(Point placement records)
════════════════════

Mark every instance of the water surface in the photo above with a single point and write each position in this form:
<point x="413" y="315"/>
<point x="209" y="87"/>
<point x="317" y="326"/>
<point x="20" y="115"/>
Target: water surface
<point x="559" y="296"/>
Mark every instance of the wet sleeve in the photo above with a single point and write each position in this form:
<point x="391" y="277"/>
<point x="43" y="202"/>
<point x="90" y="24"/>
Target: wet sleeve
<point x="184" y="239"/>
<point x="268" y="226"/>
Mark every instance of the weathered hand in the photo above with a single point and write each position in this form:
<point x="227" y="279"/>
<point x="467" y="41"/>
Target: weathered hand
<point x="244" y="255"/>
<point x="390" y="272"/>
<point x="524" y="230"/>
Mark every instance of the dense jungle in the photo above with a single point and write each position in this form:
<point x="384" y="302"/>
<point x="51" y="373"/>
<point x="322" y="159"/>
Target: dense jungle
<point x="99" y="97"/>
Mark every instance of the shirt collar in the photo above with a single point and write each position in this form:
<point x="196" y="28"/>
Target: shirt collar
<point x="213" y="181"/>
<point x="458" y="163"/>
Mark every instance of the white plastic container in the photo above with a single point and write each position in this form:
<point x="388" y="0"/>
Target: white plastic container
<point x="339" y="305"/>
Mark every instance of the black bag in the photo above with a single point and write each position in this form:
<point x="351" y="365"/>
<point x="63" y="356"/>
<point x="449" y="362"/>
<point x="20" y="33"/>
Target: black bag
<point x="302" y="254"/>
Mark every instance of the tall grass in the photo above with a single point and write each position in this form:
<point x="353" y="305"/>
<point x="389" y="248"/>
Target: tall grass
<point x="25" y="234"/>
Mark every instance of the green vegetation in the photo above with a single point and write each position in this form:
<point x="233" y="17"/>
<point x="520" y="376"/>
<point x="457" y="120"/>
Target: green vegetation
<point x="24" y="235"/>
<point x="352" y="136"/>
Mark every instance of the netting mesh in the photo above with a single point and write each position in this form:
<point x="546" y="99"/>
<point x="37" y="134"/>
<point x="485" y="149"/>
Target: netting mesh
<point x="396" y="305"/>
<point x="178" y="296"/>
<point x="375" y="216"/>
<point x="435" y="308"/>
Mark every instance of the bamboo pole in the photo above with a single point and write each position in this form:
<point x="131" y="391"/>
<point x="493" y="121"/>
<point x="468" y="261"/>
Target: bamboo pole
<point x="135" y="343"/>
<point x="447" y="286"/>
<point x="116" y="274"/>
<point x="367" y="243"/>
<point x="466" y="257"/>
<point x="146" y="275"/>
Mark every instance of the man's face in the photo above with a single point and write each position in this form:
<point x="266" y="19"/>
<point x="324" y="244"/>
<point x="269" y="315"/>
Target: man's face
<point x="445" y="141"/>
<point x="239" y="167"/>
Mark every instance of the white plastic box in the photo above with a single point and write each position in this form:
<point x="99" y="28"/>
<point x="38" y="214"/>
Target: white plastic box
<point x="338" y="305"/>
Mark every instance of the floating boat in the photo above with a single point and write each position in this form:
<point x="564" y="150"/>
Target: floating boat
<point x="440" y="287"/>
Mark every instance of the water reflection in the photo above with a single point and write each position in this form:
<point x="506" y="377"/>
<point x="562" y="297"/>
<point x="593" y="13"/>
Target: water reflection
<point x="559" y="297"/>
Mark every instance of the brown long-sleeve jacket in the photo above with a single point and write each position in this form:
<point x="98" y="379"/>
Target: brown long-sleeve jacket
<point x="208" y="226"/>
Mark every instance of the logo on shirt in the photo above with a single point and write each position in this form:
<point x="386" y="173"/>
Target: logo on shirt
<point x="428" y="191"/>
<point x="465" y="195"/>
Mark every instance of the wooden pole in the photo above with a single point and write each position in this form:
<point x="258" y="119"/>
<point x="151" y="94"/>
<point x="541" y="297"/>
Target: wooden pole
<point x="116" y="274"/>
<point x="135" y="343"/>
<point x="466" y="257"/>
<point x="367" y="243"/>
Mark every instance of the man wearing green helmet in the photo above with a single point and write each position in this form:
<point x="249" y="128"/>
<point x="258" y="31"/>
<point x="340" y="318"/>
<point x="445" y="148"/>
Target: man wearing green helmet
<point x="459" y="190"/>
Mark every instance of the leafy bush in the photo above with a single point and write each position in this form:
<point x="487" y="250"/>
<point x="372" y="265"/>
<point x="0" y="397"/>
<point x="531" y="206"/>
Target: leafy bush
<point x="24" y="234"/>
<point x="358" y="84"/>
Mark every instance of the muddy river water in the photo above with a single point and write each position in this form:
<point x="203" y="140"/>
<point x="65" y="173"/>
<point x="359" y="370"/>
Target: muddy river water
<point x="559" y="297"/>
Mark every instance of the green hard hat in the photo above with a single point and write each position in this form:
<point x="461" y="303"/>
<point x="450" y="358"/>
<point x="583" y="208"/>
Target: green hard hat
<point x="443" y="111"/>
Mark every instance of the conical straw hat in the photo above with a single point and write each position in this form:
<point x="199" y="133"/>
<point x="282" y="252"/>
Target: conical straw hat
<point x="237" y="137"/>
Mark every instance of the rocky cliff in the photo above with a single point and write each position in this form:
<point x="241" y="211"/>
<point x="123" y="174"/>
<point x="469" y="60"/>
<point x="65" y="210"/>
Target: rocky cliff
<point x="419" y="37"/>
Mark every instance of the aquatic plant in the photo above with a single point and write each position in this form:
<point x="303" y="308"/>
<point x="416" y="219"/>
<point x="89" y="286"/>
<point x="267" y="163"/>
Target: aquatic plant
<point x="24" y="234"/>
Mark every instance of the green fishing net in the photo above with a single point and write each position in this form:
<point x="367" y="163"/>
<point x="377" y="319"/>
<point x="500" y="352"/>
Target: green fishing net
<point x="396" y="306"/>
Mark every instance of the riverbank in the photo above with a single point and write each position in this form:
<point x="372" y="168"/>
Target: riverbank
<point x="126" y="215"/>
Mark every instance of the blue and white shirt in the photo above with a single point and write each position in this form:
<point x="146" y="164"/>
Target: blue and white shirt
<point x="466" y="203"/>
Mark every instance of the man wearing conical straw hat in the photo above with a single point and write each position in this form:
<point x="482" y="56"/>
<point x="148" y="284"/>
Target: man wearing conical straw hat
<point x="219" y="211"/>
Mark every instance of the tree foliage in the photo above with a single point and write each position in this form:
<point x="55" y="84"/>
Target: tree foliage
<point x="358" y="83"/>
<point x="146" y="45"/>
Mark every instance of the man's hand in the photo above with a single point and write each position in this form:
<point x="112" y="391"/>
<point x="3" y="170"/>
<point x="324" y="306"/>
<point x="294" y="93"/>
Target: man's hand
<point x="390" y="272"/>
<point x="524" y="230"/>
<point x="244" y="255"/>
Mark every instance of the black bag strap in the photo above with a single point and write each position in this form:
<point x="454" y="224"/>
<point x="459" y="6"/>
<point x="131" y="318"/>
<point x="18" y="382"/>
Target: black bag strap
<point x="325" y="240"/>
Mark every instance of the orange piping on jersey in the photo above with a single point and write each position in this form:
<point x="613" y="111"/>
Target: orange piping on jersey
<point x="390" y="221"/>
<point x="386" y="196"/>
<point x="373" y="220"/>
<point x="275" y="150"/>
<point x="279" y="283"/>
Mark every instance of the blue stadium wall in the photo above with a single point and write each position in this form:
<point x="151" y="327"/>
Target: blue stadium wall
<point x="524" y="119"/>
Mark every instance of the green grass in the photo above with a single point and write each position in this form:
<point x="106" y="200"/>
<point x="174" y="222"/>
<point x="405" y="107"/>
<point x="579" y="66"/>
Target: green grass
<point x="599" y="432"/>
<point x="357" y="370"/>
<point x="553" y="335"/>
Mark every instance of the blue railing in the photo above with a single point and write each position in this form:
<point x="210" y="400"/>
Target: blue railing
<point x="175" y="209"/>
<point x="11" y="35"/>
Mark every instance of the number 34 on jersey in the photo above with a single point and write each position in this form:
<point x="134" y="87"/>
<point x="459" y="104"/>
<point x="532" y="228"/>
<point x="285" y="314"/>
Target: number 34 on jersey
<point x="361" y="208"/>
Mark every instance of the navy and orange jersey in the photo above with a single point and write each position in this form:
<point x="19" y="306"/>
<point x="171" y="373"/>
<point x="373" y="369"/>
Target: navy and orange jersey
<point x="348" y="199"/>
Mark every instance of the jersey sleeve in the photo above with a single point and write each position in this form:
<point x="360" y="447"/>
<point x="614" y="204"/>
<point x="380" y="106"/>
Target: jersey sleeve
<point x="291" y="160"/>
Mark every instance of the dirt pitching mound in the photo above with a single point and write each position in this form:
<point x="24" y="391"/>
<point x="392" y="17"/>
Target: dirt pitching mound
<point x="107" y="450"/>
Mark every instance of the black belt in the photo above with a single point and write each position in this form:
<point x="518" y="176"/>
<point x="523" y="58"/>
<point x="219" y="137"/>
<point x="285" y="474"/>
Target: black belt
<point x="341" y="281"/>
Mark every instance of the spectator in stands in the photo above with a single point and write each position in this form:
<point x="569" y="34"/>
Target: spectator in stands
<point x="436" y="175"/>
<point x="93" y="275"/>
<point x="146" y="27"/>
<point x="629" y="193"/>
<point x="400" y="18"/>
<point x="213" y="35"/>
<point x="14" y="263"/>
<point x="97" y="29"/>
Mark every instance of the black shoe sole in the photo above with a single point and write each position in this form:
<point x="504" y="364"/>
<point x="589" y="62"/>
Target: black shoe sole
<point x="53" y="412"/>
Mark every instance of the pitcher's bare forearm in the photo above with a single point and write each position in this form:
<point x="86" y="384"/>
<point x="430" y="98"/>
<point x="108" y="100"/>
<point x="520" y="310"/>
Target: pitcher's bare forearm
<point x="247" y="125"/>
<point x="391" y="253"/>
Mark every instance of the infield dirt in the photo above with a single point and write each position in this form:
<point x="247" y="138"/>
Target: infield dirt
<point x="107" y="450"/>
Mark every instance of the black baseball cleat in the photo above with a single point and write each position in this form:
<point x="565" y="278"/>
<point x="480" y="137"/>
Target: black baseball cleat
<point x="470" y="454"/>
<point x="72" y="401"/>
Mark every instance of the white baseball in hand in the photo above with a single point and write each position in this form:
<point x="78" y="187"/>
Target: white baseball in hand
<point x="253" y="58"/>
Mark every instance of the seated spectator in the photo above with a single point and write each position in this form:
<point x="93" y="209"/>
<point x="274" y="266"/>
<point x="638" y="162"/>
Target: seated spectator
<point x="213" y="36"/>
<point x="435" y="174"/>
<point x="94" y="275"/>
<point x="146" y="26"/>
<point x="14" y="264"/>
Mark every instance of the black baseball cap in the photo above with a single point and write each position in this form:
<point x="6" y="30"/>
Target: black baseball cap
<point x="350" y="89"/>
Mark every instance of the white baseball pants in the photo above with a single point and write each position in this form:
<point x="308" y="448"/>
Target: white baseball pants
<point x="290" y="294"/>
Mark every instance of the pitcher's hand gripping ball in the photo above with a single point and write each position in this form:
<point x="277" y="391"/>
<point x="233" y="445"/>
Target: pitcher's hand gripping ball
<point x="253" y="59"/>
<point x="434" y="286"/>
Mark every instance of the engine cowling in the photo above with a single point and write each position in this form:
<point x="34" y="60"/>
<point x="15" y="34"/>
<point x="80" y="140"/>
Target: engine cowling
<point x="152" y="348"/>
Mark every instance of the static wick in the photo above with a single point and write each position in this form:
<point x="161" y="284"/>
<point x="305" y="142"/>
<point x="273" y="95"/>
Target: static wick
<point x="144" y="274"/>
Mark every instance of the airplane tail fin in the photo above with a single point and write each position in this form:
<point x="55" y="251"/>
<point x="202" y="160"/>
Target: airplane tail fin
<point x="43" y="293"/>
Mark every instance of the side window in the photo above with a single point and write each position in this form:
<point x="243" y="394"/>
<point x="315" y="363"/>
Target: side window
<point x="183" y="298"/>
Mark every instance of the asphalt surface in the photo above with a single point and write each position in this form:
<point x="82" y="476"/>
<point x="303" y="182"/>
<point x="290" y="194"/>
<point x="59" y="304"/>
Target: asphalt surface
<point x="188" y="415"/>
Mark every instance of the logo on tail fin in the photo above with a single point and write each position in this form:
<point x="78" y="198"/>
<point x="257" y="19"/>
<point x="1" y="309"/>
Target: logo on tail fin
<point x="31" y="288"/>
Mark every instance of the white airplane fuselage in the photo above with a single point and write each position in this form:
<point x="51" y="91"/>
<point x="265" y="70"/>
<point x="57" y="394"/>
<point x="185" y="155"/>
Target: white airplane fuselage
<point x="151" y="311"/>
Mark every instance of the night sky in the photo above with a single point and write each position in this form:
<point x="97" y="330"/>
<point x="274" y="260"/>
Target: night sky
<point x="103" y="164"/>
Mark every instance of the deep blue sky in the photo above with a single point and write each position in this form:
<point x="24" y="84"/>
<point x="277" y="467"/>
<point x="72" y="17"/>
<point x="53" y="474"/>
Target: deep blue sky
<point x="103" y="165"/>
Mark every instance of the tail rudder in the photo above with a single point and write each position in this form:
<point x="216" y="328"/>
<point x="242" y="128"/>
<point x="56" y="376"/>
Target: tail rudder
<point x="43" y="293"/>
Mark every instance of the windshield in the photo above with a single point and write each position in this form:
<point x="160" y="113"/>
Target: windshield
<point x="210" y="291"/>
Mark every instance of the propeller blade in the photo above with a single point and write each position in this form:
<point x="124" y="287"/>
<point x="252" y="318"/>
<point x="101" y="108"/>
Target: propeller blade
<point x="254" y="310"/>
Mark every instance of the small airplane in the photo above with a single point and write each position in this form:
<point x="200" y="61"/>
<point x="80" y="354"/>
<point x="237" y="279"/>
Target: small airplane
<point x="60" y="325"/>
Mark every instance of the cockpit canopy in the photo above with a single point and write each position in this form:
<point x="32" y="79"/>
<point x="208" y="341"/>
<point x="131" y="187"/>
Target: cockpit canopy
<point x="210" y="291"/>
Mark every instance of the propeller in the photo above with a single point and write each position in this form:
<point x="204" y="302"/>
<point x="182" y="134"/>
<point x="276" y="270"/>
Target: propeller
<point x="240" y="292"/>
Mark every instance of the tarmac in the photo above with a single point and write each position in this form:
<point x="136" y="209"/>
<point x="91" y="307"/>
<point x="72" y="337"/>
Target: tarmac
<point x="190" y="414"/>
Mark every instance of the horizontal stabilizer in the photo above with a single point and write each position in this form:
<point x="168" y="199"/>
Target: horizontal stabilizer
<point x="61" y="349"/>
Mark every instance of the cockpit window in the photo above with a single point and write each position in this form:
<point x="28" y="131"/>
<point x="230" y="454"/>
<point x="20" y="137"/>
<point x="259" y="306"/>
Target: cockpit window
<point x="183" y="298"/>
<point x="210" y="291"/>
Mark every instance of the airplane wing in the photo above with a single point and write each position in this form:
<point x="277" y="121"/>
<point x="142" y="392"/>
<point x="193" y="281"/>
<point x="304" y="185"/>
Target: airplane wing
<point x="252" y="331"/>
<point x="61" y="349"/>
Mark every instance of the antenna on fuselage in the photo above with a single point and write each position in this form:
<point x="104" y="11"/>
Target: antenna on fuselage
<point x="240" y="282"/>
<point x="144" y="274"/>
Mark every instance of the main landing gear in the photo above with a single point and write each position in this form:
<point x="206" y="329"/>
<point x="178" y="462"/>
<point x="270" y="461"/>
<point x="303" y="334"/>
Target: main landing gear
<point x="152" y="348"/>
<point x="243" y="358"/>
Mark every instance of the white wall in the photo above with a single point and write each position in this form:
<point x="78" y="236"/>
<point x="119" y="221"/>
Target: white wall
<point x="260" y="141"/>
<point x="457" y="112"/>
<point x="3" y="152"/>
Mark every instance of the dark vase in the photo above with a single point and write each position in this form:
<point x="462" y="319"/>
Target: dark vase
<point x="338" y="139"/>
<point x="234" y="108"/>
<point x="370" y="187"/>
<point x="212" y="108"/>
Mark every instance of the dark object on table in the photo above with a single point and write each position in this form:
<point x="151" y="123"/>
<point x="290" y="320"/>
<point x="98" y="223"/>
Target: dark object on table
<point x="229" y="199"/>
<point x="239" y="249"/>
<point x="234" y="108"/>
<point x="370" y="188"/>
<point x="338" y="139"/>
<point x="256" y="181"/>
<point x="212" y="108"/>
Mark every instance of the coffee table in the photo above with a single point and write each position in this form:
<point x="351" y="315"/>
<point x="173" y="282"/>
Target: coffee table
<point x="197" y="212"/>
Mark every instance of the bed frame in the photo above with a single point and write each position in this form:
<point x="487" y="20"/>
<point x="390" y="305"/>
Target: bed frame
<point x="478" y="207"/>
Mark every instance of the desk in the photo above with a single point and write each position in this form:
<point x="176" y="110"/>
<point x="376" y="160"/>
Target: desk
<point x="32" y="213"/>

════════════════════

AIM OF THE TASK:
Word for word, quote the lines from the line containing "Mark every instance of the dark object" through the end of the material, both included, and nothing else.

TASK OUTPUT:
Mark every instance of the dark object on table in the photo above with a single point and write each position in this form:
<point x="151" y="123"/>
<point x="290" y="320"/>
<point x="98" y="223"/>
Target: dark object on table
<point x="229" y="199"/>
<point x="239" y="249"/>
<point x="234" y="108"/>
<point x="370" y="188"/>
<point x="338" y="139"/>
<point x="256" y="181"/>
<point x="212" y="108"/>
Mark every instance of the coffee table in the photo above with a single point and write each position in this form:
<point x="351" y="315"/>
<point x="173" y="282"/>
Target: coffee table
<point x="197" y="212"/>
Mark every instance of the bed frame in the photo above with a single point and write each position in this form:
<point x="487" y="20"/>
<point x="390" y="305"/>
Target: bed frame
<point x="478" y="207"/>
Mark every instance of the desk in the photo above with a single point and write each position in this form:
<point x="176" y="110"/>
<point x="376" y="160"/>
Target: desk
<point x="32" y="213"/>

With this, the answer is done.